Saved data entries:
---------------

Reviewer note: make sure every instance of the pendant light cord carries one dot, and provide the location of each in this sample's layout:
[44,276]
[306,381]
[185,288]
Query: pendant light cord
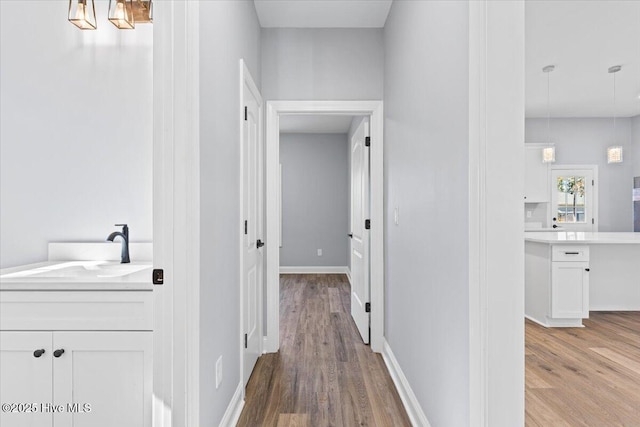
[548,110]
[615,109]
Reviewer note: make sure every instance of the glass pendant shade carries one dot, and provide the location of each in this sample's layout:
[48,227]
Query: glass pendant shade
[82,14]
[614,154]
[121,14]
[143,11]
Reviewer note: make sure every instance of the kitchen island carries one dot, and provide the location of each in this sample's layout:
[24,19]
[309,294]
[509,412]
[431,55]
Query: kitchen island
[568,274]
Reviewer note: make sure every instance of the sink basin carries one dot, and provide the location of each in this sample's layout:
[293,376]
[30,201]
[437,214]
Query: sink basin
[78,269]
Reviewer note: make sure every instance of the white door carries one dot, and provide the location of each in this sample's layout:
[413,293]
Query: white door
[252,238]
[102,379]
[359,233]
[25,378]
[573,199]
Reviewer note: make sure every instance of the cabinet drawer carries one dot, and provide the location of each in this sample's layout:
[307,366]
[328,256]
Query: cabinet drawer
[76,311]
[570,253]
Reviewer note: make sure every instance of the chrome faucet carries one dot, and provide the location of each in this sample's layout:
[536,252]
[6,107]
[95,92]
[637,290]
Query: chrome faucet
[125,242]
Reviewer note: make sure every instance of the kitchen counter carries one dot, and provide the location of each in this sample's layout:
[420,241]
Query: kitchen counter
[580,237]
[568,274]
[78,276]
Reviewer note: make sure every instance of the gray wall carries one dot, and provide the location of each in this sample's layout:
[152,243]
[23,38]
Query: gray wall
[322,63]
[315,199]
[426,176]
[635,156]
[229,31]
[75,130]
[584,141]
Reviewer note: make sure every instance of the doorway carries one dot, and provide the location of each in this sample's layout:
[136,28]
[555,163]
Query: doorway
[276,109]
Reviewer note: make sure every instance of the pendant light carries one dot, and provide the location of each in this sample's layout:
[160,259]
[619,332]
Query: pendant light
[614,152]
[548,153]
[83,15]
[121,14]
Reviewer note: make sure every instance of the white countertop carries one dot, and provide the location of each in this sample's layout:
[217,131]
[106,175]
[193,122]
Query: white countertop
[22,278]
[580,237]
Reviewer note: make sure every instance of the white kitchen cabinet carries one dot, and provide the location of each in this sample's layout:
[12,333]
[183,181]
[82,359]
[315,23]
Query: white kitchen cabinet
[570,290]
[536,175]
[556,284]
[101,377]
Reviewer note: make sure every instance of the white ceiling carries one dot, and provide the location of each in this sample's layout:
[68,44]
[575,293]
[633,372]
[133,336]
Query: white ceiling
[309,123]
[582,38]
[322,13]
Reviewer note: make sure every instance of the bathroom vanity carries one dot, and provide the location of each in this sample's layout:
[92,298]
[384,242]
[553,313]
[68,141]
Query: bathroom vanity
[76,344]
[568,274]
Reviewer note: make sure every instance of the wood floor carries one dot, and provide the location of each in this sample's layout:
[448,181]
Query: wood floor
[584,376]
[323,375]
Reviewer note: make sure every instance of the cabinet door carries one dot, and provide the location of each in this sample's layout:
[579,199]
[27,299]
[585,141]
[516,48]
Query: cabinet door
[569,290]
[107,375]
[25,379]
[536,176]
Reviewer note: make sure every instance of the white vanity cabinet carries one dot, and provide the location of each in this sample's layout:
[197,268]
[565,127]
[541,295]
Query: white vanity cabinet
[96,368]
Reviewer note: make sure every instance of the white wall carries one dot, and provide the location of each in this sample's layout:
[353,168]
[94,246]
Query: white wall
[322,64]
[427,178]
[635,150]
[75,129]
[229,30]
[584,141]
[315,199]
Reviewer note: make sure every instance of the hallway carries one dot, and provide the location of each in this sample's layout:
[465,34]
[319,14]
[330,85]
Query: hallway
[323,375]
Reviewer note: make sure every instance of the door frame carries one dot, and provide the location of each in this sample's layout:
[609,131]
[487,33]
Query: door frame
[373,109]
[247,79]
[594,194]
[176,213]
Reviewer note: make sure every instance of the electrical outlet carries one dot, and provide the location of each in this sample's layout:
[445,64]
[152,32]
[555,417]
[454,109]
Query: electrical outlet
[218,371]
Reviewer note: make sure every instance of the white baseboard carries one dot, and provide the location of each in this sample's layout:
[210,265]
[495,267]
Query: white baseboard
[232,414]
[315,270]
[413,408]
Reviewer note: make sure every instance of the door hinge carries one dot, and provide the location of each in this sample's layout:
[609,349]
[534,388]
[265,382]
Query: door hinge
[157,277]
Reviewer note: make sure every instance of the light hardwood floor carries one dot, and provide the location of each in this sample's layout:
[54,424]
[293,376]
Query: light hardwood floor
[323,375]
[584,376]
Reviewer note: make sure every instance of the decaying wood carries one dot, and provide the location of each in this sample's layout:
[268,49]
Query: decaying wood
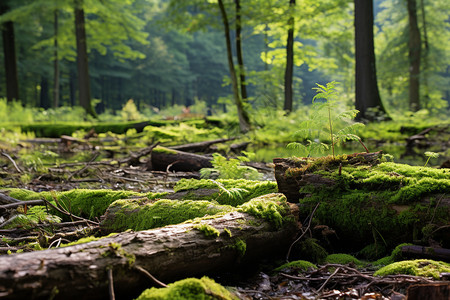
[174,160]
[289,185]
[168,253]
[200,146]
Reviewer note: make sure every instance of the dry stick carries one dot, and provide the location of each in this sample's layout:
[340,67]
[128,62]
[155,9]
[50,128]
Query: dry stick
[111,285]
[12,161]
[328,279]
[96,154]
[304,232]
[29,202]
[146,273]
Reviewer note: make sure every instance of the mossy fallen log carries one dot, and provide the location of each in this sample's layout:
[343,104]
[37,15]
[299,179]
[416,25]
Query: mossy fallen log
[261,228]
[368,202]
[165,159]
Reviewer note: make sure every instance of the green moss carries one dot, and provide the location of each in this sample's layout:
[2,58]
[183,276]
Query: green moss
[208,230]
[341,258]
[248,189]
[419,267]
[81,202]
[271,207]
[141,214]
[301,265]
[190,288]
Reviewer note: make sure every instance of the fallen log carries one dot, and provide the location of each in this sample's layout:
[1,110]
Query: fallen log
[165,159]
[200,146]
[168,253]
[369,202]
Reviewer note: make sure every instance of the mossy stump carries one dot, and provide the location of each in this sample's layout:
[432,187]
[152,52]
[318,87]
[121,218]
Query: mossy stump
[369,201]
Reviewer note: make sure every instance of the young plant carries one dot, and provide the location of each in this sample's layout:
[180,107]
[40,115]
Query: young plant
[230,168]
[430,155]
[322,122]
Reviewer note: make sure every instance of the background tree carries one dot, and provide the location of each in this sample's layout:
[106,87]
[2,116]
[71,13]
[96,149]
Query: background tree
[366,86]
[9,52]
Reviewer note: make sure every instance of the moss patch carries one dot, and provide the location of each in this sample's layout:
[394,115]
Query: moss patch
[301,265]
[143,214]
[190,288]
[81,202]
[418,267]
[248,189]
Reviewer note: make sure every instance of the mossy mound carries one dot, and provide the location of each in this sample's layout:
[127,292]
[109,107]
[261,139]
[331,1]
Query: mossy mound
[143,214]
[385,204]
[343,259]
[81,202]
[301,265]
[418,267]
[190,288]
[232,192]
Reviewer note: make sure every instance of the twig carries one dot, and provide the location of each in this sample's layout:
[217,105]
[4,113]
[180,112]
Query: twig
[111,285]
[304,232]
[328,279]
[96,154]
[146,273]
[12,161]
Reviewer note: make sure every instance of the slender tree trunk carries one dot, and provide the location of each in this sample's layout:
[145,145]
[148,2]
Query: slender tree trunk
[56,64]
[288,75]
[244,120]
[239,54]
[415,46]
[425,56]
[9,53]
[366,86]
[82,60]
[44,97]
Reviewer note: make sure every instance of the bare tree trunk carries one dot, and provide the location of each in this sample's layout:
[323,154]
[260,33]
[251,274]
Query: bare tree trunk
[288,93]
[244,120]
[9,53]
[56,64]
[239,54]
[415,46]
[82,60]
[366,86]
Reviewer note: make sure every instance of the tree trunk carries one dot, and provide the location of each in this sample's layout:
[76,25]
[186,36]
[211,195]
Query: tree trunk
[82,60]
[9,53]
[244,120]
[415,46]
[239,54]
[56,64]
[164,159]
[366,87]
[288,93]
[168,253]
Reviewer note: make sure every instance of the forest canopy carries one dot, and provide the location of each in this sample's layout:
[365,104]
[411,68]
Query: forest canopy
[164,53]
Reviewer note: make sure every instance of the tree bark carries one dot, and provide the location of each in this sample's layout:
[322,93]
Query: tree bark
[164,159]
[9,53]
[366,86]
[415,46]
[239,54]
[56,63]
[288,93]
[244,120]
[168,253]
[84,85]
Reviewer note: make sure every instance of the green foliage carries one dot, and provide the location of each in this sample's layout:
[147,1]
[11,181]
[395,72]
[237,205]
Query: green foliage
[189,288]
[322,123]
[419,267]
[230,168]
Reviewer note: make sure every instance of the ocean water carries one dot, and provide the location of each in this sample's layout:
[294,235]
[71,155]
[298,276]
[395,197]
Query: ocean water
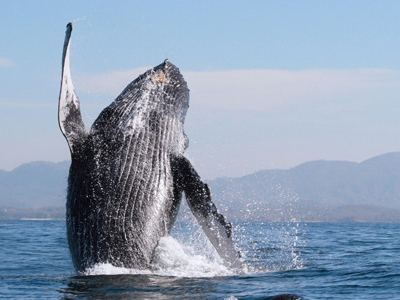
[314,261]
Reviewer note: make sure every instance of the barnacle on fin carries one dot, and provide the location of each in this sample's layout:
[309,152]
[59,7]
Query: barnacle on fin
[159,77]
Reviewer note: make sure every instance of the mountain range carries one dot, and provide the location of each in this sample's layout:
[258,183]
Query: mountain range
[313,191]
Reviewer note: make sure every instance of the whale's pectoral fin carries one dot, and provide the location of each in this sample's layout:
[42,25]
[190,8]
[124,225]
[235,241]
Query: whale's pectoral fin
[214,225]
[69,113]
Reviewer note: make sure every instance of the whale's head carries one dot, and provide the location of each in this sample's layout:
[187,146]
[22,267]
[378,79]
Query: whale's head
[156,103]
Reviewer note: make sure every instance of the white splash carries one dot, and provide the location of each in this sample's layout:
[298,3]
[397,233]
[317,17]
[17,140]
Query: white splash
[170,259]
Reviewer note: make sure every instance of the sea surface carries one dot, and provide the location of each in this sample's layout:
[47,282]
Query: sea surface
[311,260]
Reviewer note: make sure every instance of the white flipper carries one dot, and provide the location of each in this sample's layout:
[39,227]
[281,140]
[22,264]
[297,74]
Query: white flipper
[69,114]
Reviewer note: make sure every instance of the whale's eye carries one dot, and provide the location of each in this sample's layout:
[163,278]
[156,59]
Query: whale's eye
[159,77]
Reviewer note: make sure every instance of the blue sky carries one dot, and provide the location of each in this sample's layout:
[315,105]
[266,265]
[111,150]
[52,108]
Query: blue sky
[273,83]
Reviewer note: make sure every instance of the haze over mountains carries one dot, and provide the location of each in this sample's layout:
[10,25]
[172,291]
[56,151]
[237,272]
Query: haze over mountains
[313,191]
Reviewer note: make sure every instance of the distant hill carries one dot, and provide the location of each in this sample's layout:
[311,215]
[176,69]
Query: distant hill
[34,185]
[313,191]
[316,191]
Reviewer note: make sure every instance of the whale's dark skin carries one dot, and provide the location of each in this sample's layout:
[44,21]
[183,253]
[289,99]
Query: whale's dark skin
[129,171]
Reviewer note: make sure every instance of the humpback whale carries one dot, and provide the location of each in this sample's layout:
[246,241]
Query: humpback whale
[128,173]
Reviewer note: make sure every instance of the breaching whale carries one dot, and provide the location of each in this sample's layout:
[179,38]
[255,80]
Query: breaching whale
[128,173]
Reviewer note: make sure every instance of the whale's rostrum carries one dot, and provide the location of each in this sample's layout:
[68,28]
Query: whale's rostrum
[129,171]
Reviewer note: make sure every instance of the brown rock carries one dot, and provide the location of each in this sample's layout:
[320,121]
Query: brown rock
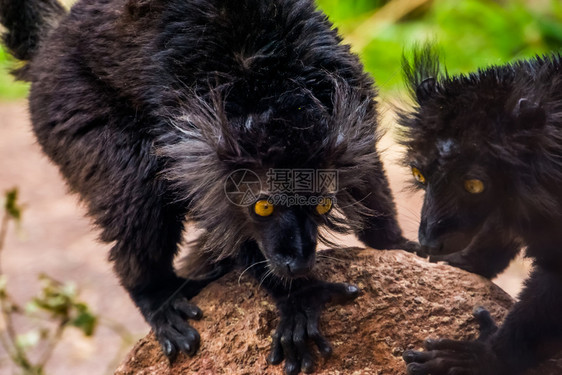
[405,299]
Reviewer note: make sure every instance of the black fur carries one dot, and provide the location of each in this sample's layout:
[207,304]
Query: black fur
[147,106]
[502,126]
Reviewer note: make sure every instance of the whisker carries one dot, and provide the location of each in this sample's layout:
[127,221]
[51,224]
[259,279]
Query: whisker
[243,272]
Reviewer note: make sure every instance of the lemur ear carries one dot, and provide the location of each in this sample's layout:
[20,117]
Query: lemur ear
[529,114]
[425,89]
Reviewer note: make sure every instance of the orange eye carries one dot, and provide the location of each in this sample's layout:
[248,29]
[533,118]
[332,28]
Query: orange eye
[324,206]
[474,186]
[418,175]
[263,208]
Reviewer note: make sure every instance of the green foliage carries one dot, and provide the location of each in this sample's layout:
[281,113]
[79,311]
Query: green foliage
[61,302]
[470,33]
[56,308]
[9,88]
[11,206]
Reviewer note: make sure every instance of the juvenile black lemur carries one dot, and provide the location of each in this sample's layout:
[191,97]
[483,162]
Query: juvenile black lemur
[487,149]
[147,107]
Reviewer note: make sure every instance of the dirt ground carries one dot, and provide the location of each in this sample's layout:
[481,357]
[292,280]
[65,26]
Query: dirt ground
[56,239]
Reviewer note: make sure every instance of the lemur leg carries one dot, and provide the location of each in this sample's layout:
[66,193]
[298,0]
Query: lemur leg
[531,332]
[489,253]
[381,230]
[300,303]
[131,203]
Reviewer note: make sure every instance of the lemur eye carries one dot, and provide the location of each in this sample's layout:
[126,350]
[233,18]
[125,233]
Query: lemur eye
[324,206]
[418,175]
[263,208]
[474,186]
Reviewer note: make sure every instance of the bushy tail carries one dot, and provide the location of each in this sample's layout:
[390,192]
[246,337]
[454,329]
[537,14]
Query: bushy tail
[27,22]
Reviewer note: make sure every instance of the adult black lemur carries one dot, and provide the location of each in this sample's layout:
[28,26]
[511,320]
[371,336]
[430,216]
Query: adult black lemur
[147,107]
[487,149]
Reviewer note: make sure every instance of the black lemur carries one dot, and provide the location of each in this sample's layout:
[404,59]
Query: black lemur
[487,149]
[148,106]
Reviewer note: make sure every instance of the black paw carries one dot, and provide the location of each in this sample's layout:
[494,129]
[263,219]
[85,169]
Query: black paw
[298,329]
[449,357]
[170,324]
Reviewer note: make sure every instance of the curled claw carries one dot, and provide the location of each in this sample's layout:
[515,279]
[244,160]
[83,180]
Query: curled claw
[299,329]
[173,331]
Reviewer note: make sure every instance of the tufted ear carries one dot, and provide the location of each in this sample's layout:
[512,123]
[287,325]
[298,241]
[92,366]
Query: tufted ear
[425,89]
[529,114]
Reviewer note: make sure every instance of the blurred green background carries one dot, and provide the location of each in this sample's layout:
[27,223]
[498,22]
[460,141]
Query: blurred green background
[470,33]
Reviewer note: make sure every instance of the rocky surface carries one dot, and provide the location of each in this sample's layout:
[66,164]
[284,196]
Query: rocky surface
[404,300]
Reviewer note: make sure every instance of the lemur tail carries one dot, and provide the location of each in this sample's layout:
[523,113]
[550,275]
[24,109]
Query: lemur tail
[27,22]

---------------

*SHORT EXERCISE:* Your output consists solely of the lines from the one with "Reviewer note: make sure every instance of the blurred" through the last line, copied exactly.

*THE COMPLETED TASK:*
Reviewer note: make sure every instance of the blurred green background carries one dot, and provide the location of each in this sample's layout:
[27,223]
[498,22]
[460,141]
Query: blurred green background
[470,33]
Reviewer note: make sure every instance of the rocky surface carries one dot, and provide the location of each in this sample's layout:
[66,164]
[284,196]
Query: rocky surface
[404,300]
Reviewer note: make sure every instance of the lemur tail carries one dot, and provide the location of each in this sample's layout:
[523,113]
[550,275]
[24,109]
Query: lemur tail
[27,22]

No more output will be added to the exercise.